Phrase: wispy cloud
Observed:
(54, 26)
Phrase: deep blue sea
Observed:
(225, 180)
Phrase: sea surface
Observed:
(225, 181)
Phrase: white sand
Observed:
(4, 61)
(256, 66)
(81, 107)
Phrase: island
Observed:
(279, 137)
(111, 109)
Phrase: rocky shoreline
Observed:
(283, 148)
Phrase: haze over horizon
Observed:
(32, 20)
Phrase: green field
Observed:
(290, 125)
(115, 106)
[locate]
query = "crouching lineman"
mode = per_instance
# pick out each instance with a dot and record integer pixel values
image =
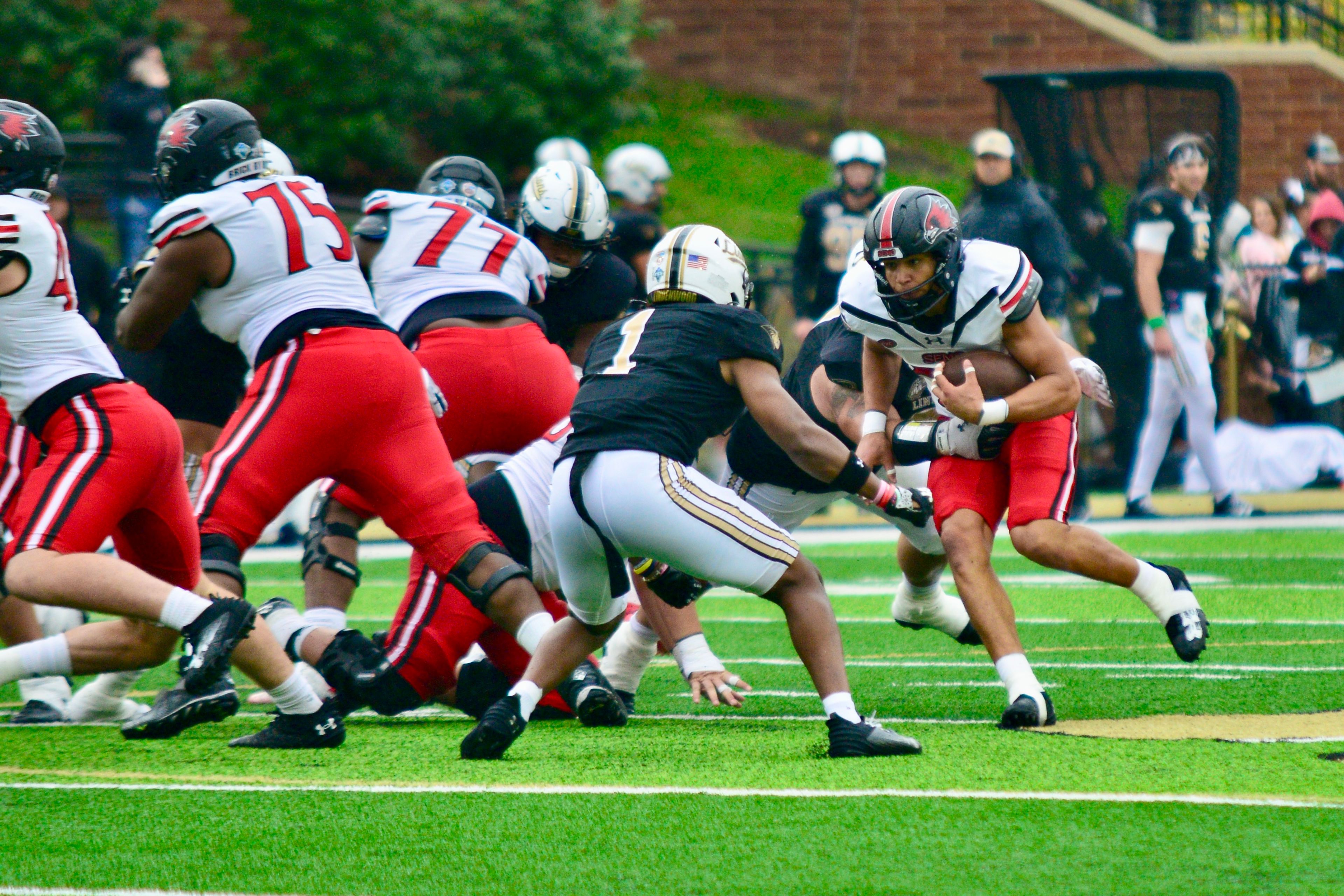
-------
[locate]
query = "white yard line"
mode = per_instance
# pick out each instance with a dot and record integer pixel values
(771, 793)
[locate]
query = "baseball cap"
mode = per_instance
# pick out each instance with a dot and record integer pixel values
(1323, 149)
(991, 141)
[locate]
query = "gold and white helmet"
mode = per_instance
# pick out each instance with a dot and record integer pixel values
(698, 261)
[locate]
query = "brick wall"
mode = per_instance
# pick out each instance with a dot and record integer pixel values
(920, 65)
-------
Where a line in the listing holds the string "query", include it in the count, then report the total alone.

5